#### WHAT THE TASK REQUIRES
Answer these questions from the prompt-testing text below.
1. What do Few Shot Prompts provide to the model?
2. What is done if the evaluation requires it?
3. Where can the conversations on which the LLMs were tested be found?

#### EXCERPTED TEXT
Three types of prompts are generated for the LLM:
- Zero Shot Prompts: These are prompts given to the model without any prior context or examples.
- Few Shot Prompts: These prompts provide the model with a few examples to guide its responses.
- Chain Of Thought (COT) Prompts: This approach involves prompting the model to process the problem step-by-step, simulating a thought process.
The generated prompts are fed into a Large Language Model (LLM) to evaluate its performance on various tasks.
The output from the LLM is evaluated to assess the model's effectiveness.
If the evaluation requires, the process is iterated with the addition of the LLM's results to refine the prompts further.
Performance charts are generated to visualize the effectiveness of the model based on the given prompts.
The conversations on which the llms were tested can be found in conversations folder. The evaluation results can be found in the following excel sheet. The project was also presented in the class, the presentation can be found here.

#### DATASET CONTENT
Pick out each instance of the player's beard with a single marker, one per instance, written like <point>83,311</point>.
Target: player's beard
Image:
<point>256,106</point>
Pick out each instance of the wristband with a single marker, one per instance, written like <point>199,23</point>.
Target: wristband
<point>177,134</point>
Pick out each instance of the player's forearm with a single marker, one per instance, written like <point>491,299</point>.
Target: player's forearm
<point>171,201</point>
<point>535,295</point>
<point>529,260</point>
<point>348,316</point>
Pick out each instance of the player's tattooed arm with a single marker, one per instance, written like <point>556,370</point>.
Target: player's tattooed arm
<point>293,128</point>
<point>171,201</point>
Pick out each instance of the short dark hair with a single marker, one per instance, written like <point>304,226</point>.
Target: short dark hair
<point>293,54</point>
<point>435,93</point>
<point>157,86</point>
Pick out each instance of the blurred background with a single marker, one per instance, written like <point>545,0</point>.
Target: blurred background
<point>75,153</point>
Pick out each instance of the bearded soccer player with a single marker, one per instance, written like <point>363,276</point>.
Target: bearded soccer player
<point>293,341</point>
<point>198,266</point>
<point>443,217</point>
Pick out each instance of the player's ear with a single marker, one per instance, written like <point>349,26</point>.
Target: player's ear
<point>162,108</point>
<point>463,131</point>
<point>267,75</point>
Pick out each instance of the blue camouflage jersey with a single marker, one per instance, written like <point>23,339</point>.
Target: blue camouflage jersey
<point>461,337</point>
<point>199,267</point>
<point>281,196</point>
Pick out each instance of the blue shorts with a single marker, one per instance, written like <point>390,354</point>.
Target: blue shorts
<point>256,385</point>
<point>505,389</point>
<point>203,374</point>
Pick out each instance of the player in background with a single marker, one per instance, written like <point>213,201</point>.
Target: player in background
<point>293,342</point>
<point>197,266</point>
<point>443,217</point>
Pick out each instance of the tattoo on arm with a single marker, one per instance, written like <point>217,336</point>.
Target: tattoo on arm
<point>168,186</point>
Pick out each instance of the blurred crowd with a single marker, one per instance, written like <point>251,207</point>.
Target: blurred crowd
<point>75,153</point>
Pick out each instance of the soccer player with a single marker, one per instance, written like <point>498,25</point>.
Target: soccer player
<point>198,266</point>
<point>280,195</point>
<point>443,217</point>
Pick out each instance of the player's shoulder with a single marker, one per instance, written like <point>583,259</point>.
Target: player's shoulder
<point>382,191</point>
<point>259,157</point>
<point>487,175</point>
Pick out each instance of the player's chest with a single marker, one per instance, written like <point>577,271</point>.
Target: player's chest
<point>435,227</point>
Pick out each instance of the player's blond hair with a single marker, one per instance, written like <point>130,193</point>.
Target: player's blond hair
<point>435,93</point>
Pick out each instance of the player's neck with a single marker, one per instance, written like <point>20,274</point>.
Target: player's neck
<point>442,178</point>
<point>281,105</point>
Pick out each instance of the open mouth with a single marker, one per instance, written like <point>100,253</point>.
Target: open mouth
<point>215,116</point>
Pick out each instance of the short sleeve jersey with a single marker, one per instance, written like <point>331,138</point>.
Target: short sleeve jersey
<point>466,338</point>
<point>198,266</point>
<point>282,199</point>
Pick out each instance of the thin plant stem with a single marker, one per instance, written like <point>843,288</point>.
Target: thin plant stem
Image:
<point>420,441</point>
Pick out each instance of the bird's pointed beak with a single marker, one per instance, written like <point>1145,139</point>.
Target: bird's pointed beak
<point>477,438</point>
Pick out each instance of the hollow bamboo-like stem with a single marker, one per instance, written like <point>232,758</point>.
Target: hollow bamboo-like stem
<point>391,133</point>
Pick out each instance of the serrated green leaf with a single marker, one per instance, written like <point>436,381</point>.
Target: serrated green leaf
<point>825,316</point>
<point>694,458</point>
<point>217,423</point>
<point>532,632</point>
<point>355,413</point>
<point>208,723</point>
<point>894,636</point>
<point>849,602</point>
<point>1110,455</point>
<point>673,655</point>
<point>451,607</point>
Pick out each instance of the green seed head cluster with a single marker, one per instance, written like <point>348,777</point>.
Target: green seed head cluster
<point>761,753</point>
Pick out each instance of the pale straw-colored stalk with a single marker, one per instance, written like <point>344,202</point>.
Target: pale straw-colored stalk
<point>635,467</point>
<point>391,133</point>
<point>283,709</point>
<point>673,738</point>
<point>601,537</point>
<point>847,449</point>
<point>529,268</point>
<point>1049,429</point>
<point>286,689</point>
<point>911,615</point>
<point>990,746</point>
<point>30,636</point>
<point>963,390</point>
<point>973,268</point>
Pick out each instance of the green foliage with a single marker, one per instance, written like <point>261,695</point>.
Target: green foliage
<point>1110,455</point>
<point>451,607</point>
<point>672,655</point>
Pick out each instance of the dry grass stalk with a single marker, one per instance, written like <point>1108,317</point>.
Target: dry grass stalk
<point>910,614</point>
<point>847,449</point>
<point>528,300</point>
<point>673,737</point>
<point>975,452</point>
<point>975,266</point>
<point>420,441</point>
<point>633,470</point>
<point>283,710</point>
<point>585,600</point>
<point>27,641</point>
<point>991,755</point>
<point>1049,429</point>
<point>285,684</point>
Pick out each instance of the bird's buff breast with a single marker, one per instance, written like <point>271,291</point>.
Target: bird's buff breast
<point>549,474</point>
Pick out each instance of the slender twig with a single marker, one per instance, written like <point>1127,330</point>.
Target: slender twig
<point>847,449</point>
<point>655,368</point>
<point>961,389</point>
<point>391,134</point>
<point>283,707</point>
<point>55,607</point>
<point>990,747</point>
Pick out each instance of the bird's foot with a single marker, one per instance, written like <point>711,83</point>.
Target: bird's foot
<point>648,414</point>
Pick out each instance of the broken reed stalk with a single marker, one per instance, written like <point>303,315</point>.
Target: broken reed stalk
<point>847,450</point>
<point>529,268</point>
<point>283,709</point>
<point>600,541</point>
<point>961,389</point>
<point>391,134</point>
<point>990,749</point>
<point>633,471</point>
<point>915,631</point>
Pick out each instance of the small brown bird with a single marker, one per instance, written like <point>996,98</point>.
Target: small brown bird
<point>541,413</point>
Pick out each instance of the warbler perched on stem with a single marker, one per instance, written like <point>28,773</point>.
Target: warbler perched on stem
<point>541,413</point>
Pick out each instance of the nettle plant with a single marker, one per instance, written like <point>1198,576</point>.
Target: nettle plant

#### REPLY
1. A few examples to guide its responses.
2. The process is iterated with the addition of the LLM's results to refine the prompts further.
3. In the conversations folder.